» **Input records**:
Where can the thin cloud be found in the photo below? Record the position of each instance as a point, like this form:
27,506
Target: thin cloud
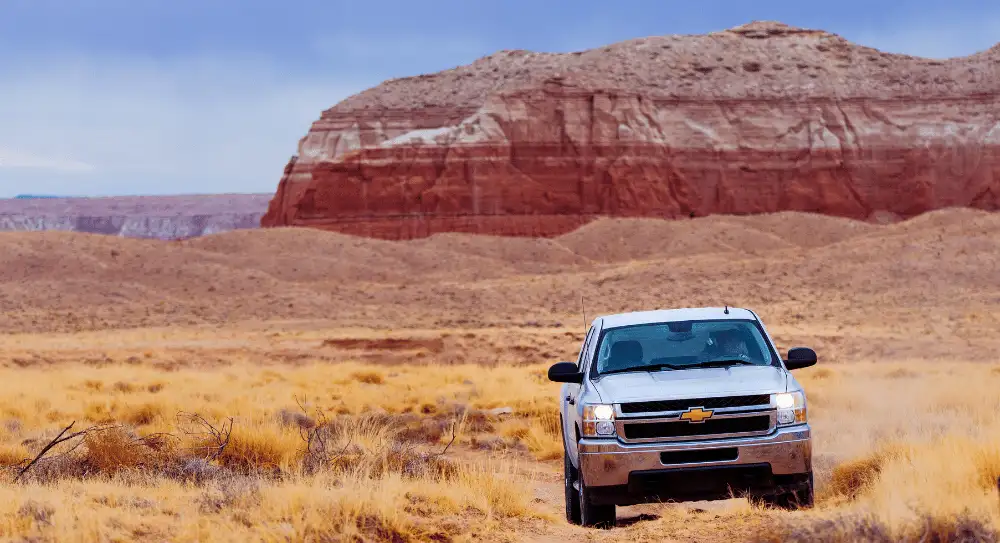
* * *
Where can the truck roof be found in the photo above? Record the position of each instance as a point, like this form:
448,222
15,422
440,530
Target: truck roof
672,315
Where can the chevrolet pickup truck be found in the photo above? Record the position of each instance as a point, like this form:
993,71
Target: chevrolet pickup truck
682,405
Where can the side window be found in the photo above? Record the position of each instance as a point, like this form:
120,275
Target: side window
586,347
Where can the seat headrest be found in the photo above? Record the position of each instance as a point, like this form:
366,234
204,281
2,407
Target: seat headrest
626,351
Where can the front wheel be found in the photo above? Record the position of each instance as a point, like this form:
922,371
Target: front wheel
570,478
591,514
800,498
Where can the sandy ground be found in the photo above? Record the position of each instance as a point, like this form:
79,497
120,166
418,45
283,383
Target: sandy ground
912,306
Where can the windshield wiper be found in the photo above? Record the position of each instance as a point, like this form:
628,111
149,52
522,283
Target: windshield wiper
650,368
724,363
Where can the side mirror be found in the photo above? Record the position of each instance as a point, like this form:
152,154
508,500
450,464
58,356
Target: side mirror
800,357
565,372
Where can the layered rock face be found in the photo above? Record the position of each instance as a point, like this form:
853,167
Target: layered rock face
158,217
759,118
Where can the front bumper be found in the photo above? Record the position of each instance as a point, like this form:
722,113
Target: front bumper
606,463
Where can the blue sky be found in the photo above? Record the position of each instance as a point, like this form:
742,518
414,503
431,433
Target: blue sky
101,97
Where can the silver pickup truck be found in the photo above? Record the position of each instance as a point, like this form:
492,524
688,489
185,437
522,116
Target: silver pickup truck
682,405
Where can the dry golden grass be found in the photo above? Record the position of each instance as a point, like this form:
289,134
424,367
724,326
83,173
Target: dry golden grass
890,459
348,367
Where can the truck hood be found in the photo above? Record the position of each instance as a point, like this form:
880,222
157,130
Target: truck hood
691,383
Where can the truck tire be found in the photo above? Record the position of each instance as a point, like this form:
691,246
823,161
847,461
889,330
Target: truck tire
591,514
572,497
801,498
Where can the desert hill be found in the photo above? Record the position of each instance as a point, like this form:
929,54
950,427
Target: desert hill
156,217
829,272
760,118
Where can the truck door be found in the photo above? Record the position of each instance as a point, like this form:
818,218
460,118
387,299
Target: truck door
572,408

» **Activity**: Among the lines above, find those containing the word "thin" and copy each.

» **Exercise result**:
Where can the thin cloud be found in the photo below? Record the position of each instance as a point, like this form:
Target: thin cloud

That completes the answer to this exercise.